··· Passage to read ···

Think I'm having a bit of a sadness spike. Getting all teary-eyed over nothing in particular. Maybe the book I've been reading?   
It's kind of heavy stuff, I guess, but I think the real rub is that I look at these folks whose lowest points I'm reading about and it still seems, to me, that they're doing a helluva lot better than I am. I can't help it. Can't coerce myself into thinking otherwise.   
Anyway, ahem, I reckon I'm gonna go make some refried bean burritos.   



Not a single minute of my life has been normal
How the hell can you tell? I'd like to see a nice set measure for what a "normal" life even is, 'cause as far as I can tell that word holds next-to-no meaning in this context. Are your problems not normal? Are mine? I'm told there are millions out there suffering as I do, but I'm not sure where they hide themselves.

··· Study material ···

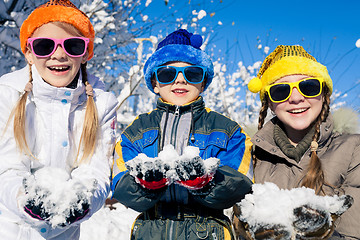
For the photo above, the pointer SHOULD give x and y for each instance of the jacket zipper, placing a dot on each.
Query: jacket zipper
(173, 142)
(175, 126)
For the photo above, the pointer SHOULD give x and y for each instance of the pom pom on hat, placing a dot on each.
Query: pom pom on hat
(196, 41)
(179, 46)
(57, 11)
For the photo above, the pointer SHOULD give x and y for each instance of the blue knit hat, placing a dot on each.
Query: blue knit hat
(180, 46)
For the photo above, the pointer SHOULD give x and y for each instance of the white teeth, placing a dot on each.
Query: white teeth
(59, 68)
(298, 110)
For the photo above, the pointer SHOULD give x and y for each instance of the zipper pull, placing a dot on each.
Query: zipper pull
(177, 111)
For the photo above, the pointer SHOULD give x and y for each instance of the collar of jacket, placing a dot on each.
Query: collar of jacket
(264, 138)
(194, 106)
(43, 91)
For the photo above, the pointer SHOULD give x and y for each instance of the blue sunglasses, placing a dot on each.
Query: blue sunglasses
(192, 74)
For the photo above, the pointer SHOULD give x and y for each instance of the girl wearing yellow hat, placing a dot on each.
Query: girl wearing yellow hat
(56, 118)
(298, 146)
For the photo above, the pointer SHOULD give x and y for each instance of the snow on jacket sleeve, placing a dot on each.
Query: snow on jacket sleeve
(13, 165)
(234, 177)
(99, 166)
(229, 187)
(125, 189)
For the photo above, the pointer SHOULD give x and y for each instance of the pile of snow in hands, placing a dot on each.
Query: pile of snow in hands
(58, 193)
(170, 163)
(269, 206)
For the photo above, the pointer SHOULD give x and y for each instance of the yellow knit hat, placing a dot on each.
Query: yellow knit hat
(57, 11)
(285, 61)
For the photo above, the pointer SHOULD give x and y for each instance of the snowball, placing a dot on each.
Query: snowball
(58, 193)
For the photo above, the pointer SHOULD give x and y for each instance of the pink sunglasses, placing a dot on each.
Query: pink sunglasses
(45, 47)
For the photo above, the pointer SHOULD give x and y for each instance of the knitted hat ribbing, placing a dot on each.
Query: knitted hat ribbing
(284, 61)
(57, 11)
(181, 46)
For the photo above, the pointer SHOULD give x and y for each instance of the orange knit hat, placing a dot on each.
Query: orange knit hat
(57, 11)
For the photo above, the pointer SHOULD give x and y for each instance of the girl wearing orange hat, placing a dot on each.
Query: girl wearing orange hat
(299, 147)
(54, 115)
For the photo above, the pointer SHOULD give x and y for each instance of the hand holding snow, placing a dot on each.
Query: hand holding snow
(172, 167)
(60, 199)
(298, 211)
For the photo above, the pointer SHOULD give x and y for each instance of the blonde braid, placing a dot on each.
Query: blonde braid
(91, 122)
(314, 176)
(19, 114)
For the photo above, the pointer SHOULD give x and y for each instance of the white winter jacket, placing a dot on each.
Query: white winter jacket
(54, 120)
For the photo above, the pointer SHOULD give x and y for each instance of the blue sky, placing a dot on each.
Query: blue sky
(327, 29)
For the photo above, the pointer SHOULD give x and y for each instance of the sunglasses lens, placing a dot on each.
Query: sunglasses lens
(75, 46)
(279, 92)
(310, 87)
(194, 74)
(43, 46)
(166, 74)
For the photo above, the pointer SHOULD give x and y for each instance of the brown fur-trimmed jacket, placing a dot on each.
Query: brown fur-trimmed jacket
(340, 158)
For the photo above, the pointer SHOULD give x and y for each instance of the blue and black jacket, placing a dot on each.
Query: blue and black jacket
(195, 125)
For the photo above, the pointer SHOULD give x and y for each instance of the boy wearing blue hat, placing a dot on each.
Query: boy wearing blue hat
(191, 206)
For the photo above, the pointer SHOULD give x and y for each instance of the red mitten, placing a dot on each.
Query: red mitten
(150, 173)
(193, 174)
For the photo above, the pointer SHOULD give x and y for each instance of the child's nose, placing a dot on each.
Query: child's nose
(296, 96)
(59, 52)
(180, 78)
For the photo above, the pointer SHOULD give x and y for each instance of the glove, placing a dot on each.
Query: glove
(192, 173)
(310, 223)
(36, 210)
(149, 173)
(313, 223)
(272, 232)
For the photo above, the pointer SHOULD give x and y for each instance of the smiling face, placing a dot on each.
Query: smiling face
(59, 69)
(298, 113)
(179, 92)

···

### [Exercise]
In the passage about a sadness spike, what does the writer say they are going to go make?

### [Answer]
Refried bean burritos.